PROBLEM STATEMENT:
Using the listing below, copy exactly the lines from the one containing "contain any stone" to the one containing "Quick question about the picture above: does it contain any red", both lines included, and no others.

AVAILABLE RECORDS:
--------------------------------------------------

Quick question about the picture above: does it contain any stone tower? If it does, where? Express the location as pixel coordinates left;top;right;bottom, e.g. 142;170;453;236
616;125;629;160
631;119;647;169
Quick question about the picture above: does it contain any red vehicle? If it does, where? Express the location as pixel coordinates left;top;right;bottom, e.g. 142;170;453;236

--------------------------------------------------

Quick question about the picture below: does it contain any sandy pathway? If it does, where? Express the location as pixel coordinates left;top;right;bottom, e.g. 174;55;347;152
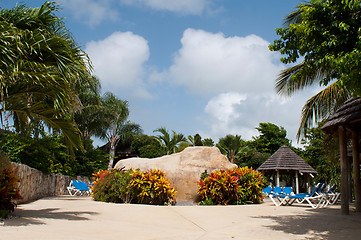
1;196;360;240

--------------------------------------------------

RESULT BELOW:
Quick question about the picture above: does it contain any stone tower? If it does, where? Express the location as pixel coordinates left;top;right;bottom, e.g. 142;170;453;236
616;125;629;160
631;119;647;169
Quick question about the picture above: does it contain any red vehicle? If it does, where? Express the location as pixel coordinates left;top;right;bottom, e.g. 142;170;453;236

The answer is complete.